## TO DO
Copy every record below exactly, leaving out any pictures.

Records excerpted from a collection
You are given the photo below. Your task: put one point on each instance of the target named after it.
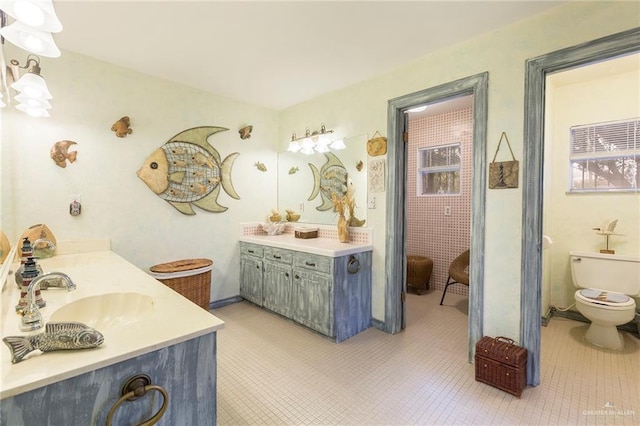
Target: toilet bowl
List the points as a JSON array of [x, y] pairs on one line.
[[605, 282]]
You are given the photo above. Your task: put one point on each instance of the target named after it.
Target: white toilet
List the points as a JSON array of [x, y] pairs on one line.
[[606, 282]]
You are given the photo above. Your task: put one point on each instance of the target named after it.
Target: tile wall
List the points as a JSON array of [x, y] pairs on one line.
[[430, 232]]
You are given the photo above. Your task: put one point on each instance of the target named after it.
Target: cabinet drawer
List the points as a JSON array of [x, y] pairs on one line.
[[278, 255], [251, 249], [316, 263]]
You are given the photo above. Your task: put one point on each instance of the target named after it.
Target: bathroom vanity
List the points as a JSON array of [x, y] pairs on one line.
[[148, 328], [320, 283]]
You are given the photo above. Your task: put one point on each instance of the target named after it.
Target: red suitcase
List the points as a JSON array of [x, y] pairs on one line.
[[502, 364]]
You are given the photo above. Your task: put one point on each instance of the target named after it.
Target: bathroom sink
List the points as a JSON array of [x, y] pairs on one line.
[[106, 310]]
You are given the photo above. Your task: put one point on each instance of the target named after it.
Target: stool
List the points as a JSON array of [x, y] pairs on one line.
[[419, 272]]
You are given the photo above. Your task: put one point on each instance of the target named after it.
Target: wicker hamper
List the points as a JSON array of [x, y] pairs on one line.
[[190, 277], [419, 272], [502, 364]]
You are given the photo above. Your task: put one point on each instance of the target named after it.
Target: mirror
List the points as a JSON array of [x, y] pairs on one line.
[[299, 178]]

## RESPONSE TO THE TASK
You are given the photo below. Your task: put one point on each instance of the target named after it.
Target: toilet bowl
List the points as a JSON array of [x, y] pairs on one line.
[[605, 282]]
You are given the photo above. Your task: put one point on each instance of the target named after it.
Target: white toilet
List the points as a JSON array of [x, y] pairs on one line.
[[606, 282]]
You are given the photo above. Your task: put one point on each instance of the target named after it.
Target: tile wall
List the points as a JSON array of [x, y] pairs on one line.
[[430, 232]]
You are given the photo above. Your task: put one point on each instance of the target named after it.
Target: cabinet drawer
List the points as a JSON array of [x, y] pairs on one line.
[[278, 255], [251, 249], [316, 263]]
You are given the photo above. Your task: put one point on each instance of the target named after it.
Target: bathroom vanity
List the points as a JSON array of [x, y] pairs on one line.
[[148, 328], [320, 283]]
You are given the photo above. Your task: put one point on each instance of the target named after it.
Target: red suitcase
List the points as a JSON array of [x, y] pairs on one line.
[[502, 364]]
You are given the photo above. Your task: put one point on each instance of the target named after it.
Target: bathroom sink
List the points as a JSON array of [x, y] pairs on one line.
[[106, 310]]
You are given the photo above. Your task: put one point on each instance of the target named after it.
Target: stool
List the points as a JSON array of [x, y] pairs on one line.
[[419, 272]]
You are given the photo above. Your task: put one point on each instance of the target named after it.
Target: wicker hamper
List the points as a JSON array of [x, y] pairs on one line.
[[190, 277], [419, 272], [502, 364]]
You are given the photo above. Your task: put one point on each instance of the target named after it.
Target: mirror
List the points as a JSON array of [x, y] pairs on one line.
[[299, 178]]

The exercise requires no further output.